- [What needs to be done] Below is a block of records: output all of them exactly and leave out the pictures.

(Provided data)

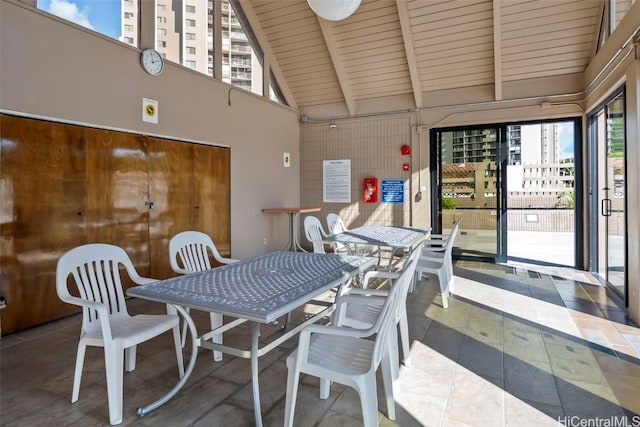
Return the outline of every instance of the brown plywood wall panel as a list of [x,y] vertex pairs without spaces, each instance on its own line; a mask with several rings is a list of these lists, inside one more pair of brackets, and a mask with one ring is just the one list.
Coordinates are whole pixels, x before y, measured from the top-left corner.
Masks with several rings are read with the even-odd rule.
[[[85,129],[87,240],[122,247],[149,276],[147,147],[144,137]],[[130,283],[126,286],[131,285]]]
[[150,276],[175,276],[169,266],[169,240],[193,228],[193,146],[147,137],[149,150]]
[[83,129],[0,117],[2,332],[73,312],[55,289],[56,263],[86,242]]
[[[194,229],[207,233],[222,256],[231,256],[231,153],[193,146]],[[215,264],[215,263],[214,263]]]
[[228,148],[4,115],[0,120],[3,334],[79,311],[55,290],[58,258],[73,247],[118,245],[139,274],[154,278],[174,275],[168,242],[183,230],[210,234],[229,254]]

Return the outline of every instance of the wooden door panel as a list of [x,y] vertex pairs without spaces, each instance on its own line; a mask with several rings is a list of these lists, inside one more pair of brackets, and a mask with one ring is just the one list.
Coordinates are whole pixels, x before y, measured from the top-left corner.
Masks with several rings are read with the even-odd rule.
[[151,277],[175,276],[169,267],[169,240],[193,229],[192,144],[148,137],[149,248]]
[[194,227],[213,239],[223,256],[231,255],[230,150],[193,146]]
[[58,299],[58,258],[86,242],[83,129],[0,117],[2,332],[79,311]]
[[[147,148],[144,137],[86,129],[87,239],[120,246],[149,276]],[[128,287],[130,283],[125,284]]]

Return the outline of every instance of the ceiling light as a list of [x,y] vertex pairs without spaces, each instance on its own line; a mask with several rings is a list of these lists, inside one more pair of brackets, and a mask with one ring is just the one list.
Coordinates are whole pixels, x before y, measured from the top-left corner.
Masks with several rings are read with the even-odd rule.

(End Provided data)

- [Problem solution]
Return the outline of every instance of the brown plywood wall panel as a list of [x,y] vertex pairs without spaces, each instance on its own line; a mask with several rings is a list of these lists, inside one more pair of brackets, and a mask with one ring is just the one list.
Coordinates are whole pixels, x before y, measured from the top-left corner.
Masks with several rings are read with the even-odd rule.
[[[85,129],[87,240],[122,247],[149,276],[147,147],[144,137]],[[130,283],[126,286],[131,285]]]
[[150,276],[175,276],[169,266],[169,240],[193,228],[193,146],[147,137],[149,150]]
[[83,129],[0,117],[2,332],[73,312],[55,289],[56,263],[86,242]]
[[[194,229],[207,233],[222,256],[231,256],[231,153],[193,146]],[[215,264],[215,263],[214,263]]]
[[228,148],[4,115],[0,120],[3,334],[79,311],[55,290],[58,258],[73,247],[118,245],[139,274],[154,278],[174,275],[168,242],[183,230],[210,234],[229,254]]

Return the outline of every instance of the wooden door panel as a list of [x,y] vertex pairs without spaces, each instance on its own line; a mask with several rings is a list of these lists, inside one more pair of brackets, and a mask with one ring is just the one list.
Coordinates are whole pixels, x before y, measured from the top-left corner.
Masks with several rings are read with the even-odd rule.
[[151,277],[175,276],[169,267],[169,240],[193,229],[192,144],[148,137],[149,248]]
[[194,227],[213,239],[223,256],[231,255],[230,150],[193,146]]
[[58,299],[58,258],[86,242],[83,129],[0,117],[2,332],[79,311]]
[[[147,148],[144,137],[86,129],[87,239],[120,246],[149,276]],[[128,287],[130,283],[125,284]]]

Return the outline of every instance of the ceiling light as a list of [x,y] vertex pairs without spaces, each instance on its own line; a mask with several rings is a list of these lists, inside one more pair of brackets, and a mask with one ring is just the one list.
Coordinates are whole pixels, x before y, measured from the top-left corner.
Masks with several rings are read with the even-odd rule.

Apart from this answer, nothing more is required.